### SET TASKS
(A) In the rvest forum post, list every object name that the example code assigns a value to with the <- operator.
(B) Quote the rvest forum post from "I have experience" to "print(x_ele)".
(C) Continue the rvest forum post from the point where it stops.

### DOCUMENT PASSAGE
• • • • • • •

Reputation: 33
Although read_html_live() does return a nodeset that seems to contain all the relevant "bits", I can't then use html_elements() on it (even though the same website, and the same xpath, work perfectly using the more traditional read_html).
I have experience using various other libraries for webscraping, but I'm a relatively new convert to rvest, so entirely possible I'm missing something obvious.
Minimum working example below:
library(rvest)
x <- read_html("https://www.ngaarawhetu.org/news/")
y <- read_html_live("https://www.ngaarawhetu.org/news/")
x_ele <- html_elements(x, xpath = "//link[@rel = 'alternate']") # Just to demonstrate - doesn't seem to work with anything
y_ele <- html_elements(y, xpath = "//link[@rel = 'alternate']")
print(x_ele)
print(y_ele)
The 'x' version, using read_html(), returns the expected values:
{xml_nodeset (5)}
[1] <link rel="alternate" type="application/rss+xml" title="Ngā Ara Whetū » Feed" href="https://www.ngaarawhetu.org/feed/ ...
[2] <link rel="alternate" type="application/rss+xml" title="Ngā Ara Whetū » Comments Feed" href="https://www.ngaarawhetu. ...

• • • • • • •

### Region annotation items

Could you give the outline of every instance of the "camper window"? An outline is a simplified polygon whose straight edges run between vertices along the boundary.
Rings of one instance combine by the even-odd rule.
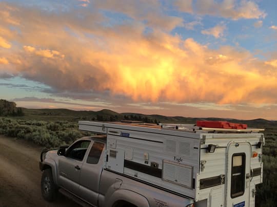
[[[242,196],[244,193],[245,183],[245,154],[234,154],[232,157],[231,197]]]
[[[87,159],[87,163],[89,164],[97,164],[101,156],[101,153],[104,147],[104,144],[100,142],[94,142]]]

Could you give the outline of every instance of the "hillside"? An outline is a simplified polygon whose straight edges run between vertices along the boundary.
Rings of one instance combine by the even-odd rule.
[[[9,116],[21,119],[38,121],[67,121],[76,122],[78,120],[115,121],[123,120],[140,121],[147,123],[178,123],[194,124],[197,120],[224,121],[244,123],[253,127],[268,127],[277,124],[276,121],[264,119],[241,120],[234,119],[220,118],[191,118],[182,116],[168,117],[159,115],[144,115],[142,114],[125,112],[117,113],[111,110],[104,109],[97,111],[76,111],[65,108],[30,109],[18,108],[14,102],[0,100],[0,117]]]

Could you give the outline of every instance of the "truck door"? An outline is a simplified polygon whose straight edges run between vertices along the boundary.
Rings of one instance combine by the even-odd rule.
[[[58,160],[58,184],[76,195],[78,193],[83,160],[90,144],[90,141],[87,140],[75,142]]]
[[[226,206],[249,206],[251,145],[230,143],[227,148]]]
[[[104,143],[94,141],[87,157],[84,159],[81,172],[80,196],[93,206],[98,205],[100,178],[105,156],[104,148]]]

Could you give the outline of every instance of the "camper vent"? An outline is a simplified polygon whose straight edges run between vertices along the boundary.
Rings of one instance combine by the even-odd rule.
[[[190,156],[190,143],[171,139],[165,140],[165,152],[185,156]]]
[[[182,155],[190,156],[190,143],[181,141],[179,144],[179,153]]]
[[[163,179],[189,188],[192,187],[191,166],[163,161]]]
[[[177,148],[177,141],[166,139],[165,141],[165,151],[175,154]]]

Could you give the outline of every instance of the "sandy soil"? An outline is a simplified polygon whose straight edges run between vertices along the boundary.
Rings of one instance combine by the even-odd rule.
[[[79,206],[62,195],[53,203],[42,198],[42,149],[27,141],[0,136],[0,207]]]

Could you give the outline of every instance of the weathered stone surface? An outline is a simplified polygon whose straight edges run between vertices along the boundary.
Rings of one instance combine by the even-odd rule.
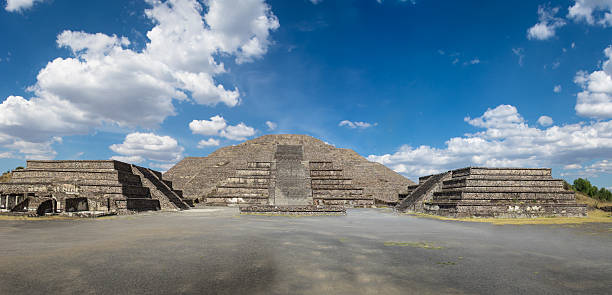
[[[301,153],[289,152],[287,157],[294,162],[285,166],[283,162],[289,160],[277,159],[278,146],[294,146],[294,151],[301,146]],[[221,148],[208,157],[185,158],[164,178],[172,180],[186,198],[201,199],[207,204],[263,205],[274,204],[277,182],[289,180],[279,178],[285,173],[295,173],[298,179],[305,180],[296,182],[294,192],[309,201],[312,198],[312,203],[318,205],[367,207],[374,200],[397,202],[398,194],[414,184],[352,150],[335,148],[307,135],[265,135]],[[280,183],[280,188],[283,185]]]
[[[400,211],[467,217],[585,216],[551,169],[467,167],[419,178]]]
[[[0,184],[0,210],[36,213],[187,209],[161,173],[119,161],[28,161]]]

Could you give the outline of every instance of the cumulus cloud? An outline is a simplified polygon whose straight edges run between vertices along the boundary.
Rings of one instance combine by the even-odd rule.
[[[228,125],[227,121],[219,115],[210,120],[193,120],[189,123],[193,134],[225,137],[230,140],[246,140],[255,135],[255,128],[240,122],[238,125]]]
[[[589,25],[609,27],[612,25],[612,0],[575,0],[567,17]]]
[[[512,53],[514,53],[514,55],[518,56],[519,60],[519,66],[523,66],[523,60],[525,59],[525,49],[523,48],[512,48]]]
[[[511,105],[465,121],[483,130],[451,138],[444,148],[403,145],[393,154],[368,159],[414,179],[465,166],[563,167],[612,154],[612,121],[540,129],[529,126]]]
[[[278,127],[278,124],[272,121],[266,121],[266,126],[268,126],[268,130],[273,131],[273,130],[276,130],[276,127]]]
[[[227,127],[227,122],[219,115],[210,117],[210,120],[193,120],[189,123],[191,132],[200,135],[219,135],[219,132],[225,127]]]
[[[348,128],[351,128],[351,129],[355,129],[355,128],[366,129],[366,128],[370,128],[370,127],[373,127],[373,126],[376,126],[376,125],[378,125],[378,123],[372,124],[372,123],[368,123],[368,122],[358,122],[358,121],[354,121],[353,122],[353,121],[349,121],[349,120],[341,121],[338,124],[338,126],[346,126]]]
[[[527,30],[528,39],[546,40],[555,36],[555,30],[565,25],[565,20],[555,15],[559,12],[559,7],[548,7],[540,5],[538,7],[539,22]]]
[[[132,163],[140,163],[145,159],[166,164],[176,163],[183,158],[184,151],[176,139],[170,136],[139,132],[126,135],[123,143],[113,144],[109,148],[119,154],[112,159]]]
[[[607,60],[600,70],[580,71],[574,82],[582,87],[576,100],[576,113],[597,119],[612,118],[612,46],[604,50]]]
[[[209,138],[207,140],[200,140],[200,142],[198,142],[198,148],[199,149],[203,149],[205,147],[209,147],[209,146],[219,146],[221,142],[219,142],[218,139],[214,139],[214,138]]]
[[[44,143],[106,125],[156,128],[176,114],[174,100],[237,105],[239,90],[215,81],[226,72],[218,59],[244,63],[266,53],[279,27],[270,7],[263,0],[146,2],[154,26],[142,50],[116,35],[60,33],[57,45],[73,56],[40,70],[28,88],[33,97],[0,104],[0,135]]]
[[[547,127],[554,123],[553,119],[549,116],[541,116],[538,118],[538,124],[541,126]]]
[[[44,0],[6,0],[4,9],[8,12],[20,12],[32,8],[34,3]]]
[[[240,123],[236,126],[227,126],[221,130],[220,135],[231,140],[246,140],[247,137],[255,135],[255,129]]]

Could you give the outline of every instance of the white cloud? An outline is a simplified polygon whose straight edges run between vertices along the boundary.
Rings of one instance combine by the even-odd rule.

• • • • • • •

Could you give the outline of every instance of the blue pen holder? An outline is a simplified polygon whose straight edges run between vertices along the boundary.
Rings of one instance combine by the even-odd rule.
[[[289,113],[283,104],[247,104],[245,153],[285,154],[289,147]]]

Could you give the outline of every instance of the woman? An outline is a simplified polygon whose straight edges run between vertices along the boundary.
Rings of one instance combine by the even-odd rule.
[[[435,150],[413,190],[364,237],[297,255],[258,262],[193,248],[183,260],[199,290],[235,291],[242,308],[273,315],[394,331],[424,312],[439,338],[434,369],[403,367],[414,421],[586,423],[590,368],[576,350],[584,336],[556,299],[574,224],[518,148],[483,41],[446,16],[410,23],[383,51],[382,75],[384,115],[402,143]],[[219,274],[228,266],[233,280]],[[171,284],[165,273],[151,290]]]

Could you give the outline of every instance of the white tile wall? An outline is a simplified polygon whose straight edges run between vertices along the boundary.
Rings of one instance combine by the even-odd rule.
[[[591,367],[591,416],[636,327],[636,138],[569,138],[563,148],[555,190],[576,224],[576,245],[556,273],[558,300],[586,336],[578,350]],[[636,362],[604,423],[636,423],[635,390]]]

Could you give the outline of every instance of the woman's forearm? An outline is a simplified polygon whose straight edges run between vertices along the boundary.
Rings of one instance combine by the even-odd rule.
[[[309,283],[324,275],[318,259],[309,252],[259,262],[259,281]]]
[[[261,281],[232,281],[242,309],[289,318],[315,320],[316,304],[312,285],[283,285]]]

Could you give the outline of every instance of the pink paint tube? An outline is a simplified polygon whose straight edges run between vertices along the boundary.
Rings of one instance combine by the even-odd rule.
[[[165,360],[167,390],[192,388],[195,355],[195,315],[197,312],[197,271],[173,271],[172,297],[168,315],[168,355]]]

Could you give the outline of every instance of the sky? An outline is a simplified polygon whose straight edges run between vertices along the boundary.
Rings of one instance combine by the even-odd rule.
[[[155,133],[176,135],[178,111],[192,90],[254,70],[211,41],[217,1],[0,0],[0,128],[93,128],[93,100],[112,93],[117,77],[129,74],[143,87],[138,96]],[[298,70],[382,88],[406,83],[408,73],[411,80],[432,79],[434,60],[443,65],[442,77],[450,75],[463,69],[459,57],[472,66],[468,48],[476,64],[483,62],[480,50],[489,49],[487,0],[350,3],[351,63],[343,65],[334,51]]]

• • • • • • •

### ANSWERS GIVEN
(A) x, y, x_ele, y_ele

(B)
I have experience using various other libraries for webscraping, but I'm a relatively new convert to rvest, so entirely possible I'm missing something obvious.
Minimum working example below:
library(rvest)
x <- read_html("https://www.ngaarawhetu.org/news/")
y <- read_html_live("https://www.ngaarawhetu.org/news/")
x_ele <- html_elements(x, xpath = "//link[@rel = 'alternate']") # Just to demonstrate - doesn't seem to work with anything
y_ele <- html_elements(y, xpath = "//link[@rel = 'alternate']")
print(x_ele)

(C)
[3] <link rel="alternate" type="application/json" href="https://www.ngaarawhetu.org/wp-json/wp/v2/pages/113">\n
[4] <link rel="alternate" type="application/json+oembed" href="https://www.ngaarawhetu.org/wp-json/oembed/1.0/embed?url=h ...
[5] <link rel="alternate" type="text/xml+oembed" href="https://www.ngaarawhetu.org/wp-json/oembed/1.0/embed?url=https%3A% ...
Whereas the 'y' version, using read_html_live() returns no results:
{xml_nodeset (0)}
For this particular website, I would expect html_elements() to return the same results for both object classes (xml_document/xml_node vs. LiveHTML/R6).
Upvotes: 1
Views: 301
Reputation: 33
As per margusl's comment above, the answer was to swap the quotation marks from
html_elements(y, xpath = "//link[@rel = 'alternate']")
to
html_elements(y, xpath = '//link[@rel = "alternate"]')
.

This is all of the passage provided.